* Start Listing *
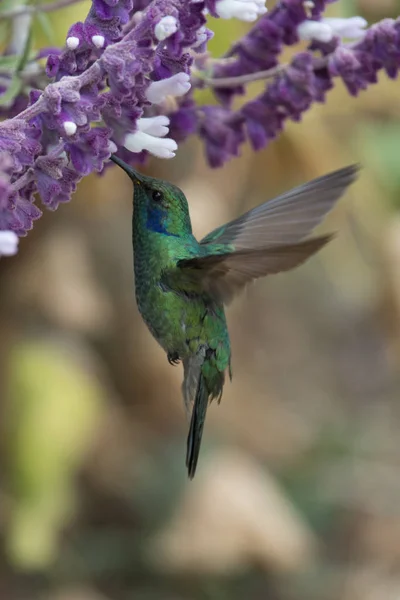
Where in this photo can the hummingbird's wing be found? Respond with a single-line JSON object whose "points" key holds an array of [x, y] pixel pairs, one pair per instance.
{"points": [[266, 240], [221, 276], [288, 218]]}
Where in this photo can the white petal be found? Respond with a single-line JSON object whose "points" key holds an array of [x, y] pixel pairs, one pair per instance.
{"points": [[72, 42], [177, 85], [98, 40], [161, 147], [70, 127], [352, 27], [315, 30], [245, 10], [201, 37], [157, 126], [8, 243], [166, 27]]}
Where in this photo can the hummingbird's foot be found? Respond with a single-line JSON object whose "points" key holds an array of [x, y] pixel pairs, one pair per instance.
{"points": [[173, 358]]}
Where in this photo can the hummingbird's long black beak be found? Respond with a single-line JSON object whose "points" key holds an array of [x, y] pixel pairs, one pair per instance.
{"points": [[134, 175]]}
* End Listing *
* Start Listing *
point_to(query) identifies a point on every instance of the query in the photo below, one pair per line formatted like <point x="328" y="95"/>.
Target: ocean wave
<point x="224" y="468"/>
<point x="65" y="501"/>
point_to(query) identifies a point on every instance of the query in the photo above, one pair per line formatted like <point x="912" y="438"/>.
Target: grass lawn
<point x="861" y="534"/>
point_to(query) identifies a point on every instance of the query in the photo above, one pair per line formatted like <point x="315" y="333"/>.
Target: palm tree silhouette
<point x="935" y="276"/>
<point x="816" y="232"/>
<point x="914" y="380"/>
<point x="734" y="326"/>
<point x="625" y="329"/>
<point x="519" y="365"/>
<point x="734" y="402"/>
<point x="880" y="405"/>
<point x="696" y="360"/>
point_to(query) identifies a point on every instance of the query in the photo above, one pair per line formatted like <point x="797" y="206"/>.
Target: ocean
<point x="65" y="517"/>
* End Listing *
* Start Listing *
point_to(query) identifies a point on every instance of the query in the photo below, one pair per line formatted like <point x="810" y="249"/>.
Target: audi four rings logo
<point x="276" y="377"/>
* End Listing *
» **Exercise description**
Report each line of the items above that contains the string "query". Letter case matters.

» **Output of the task**
point_to(query) identifies a point on every instance of the query in the photo below, one pair per line formatted like <point x="328" y="95"/>.
point_to(query) identifies a point on every instance of the query in the photo above, one pair per line formatted like <point x="912" y="438"/>.
point_to(query) identifies a point on every instance of the query in the photo above, one pair per line formatted like <point x="315" y="333"/>.
point_to(query) identifies a point on every instance of the query in the photo above, one pair per line formatted like <point x="797" y="206"/>.
point_to(query) identifies a point on every instance of the query in the photo below, one pair per line formatted like <point x="810" y="249"/>.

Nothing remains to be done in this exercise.